▶ _Work to be completed_
Answer these questions from the passage on criminal justice:
1. According to the passage, what is the prosecutor's job?
2. What does the passage say becomes of the victim when a plea agreement makes a trial unnecessary?
3. About how many death sentences have been commuted since 1973 because evidence later proved the people innocent?

Our criminal justice system is based on a curious set of rules and
a double moral standard. The state's burden of proving guilt is pitted against
the accused's right to thwart such proof. The state claims to be the victim
because its law has been broken, but if the accused lacks the resources of O.
J. Simpson or Paris Hilton to defend himself, he feels victimized by the state,
and too often is.
What about repairing the harm done to the other victim, the person who was robbed or raped? The prosecutor's job is to win the case and punish the accused, not make the victim whole. This means the victim's role is reduced to that of a mere witness for the state in its battle to win by making the accused lose. For the accused to win, defense counsel must try to make the victim appear as untruthful as possible. Caught in the middle of the attorneys' battle to win and make their adversary lose, the victim often feels revictimized. If a plea agreement makes a trial unnecessary, this victim becomes irrelevant.
Is this a good system for getting at the truth? About 130 death sentences have been commuted since 1973 because evidence later proved these people were innocent. Is the prosecutor's win more important than the truth about the guilt of the defendant? In many of these 130 cases, the answer was yes. Sam Millsap, a former Texas prosecutor, now speaks openly of having sent an innocent man to death by presenting weak evidence that later proved to be false. Does this deserve to be called justice?
There is a better way, a form of justice that delivers fairness, mends broken relationships, and helps us get at the root causes of crime. There is, in fact, justice beyond vengeance.

[Extracted records]
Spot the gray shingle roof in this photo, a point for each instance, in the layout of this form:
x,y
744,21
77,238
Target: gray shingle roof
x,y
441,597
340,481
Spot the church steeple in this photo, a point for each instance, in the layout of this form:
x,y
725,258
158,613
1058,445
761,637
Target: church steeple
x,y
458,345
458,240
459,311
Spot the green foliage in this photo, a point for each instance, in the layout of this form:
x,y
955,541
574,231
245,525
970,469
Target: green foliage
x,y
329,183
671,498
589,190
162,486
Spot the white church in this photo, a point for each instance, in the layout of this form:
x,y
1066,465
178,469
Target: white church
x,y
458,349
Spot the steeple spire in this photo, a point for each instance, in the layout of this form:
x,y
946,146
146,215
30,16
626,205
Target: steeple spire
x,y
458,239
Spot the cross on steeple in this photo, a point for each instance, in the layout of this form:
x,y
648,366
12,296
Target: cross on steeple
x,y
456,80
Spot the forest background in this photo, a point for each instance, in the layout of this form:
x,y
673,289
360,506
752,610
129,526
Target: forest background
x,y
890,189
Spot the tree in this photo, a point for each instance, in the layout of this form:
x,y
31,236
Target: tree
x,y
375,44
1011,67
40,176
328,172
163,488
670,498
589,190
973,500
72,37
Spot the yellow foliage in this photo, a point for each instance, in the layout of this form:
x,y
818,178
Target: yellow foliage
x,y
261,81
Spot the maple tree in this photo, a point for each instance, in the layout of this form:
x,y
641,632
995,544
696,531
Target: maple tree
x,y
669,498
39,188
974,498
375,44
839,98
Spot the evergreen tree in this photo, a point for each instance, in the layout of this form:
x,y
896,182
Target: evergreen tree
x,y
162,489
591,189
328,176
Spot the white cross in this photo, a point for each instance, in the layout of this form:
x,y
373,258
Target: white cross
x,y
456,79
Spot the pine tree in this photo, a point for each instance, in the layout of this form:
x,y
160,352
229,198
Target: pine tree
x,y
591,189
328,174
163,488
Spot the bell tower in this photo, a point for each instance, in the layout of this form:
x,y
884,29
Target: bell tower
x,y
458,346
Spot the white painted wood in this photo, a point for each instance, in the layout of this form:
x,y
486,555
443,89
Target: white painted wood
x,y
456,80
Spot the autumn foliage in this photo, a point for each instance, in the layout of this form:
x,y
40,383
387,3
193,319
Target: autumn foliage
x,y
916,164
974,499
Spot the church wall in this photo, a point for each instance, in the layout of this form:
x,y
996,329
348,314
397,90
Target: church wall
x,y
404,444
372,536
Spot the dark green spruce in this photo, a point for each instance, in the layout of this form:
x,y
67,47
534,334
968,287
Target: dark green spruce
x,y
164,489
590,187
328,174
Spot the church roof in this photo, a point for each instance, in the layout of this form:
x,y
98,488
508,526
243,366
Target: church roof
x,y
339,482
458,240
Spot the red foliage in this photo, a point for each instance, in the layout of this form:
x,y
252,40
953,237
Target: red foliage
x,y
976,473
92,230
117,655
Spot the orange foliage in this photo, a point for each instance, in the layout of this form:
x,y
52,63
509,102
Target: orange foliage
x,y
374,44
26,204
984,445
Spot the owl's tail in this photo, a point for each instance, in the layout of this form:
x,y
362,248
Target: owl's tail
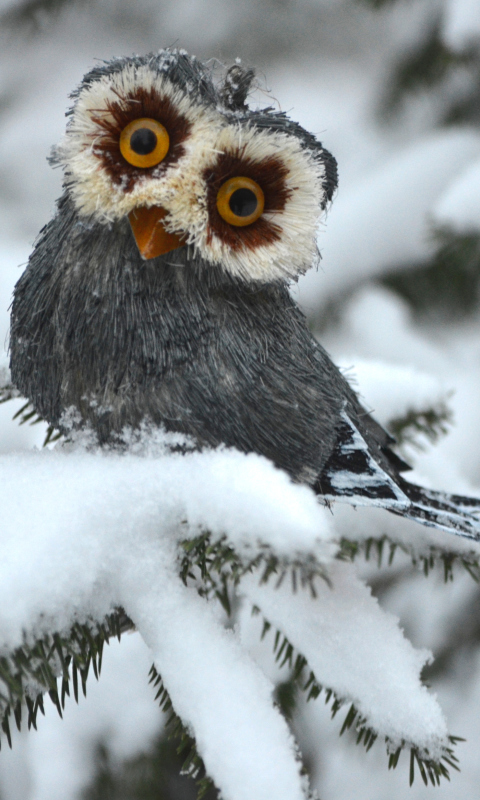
x,y
362,475
449,512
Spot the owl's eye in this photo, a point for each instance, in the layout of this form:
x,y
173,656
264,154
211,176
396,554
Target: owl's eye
x,y
240,201
144,142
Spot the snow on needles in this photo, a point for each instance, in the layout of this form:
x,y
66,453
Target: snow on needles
x,y
357,650
84,532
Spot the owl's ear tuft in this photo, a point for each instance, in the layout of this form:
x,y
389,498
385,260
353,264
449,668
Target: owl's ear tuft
x,y
237,84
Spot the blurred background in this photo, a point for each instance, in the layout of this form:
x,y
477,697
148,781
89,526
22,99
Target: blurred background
x,y
392,88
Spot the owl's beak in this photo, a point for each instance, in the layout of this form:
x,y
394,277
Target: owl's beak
x,y
150,235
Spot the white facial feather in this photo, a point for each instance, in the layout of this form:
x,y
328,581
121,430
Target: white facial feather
x,y
91,187
181,188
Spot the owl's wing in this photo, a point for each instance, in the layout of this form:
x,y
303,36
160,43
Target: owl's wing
x,y
362,470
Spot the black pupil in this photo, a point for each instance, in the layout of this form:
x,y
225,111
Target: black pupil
x,y
143,141
243,202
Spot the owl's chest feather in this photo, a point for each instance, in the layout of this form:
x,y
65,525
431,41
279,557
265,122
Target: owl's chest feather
x,y
170,341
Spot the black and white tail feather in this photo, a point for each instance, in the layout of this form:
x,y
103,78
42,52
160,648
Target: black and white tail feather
x,y
355,475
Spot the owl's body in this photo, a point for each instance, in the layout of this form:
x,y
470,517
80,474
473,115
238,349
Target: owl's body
x,y
203,338
177,343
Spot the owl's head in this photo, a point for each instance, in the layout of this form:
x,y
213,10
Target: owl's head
x,y
155,140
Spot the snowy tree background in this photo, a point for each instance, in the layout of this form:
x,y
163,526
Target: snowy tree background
x,y
393,90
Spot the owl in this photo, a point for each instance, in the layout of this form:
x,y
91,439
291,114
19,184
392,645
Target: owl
x,y
159,292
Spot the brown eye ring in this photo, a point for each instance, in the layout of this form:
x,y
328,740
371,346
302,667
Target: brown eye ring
x,y
240,201
144,142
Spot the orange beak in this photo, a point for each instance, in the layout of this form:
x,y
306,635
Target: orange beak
x,y
150,235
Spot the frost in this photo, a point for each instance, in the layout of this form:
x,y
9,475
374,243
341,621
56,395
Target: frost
x,y
356,649
356,246
459,206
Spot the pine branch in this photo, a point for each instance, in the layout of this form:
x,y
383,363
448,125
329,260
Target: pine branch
x,y
32,670
217,568
383,549
285,655
448,285
431,423
27,414
193,765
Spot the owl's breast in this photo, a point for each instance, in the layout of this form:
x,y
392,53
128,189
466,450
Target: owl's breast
x,y
169,341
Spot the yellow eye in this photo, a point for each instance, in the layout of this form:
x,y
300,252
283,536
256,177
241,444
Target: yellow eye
x,y
240,201
144,142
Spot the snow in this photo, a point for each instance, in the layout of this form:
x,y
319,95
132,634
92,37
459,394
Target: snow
x,y
459,206
396,181
380,221
461,23
84,532
28,770
356,649
391,391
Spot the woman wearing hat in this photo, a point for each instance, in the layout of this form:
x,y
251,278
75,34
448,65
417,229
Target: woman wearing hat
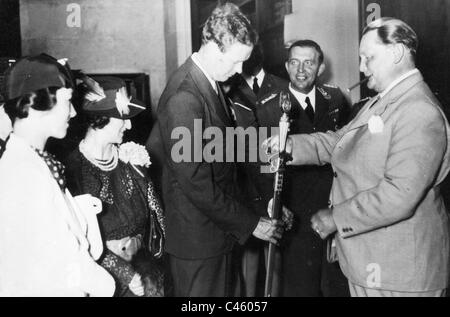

▶ _Exercise answer_
1. To win the case and punish the accused, not to make the victim whole.
2. The victim becomes irrelevant.
3. About 130.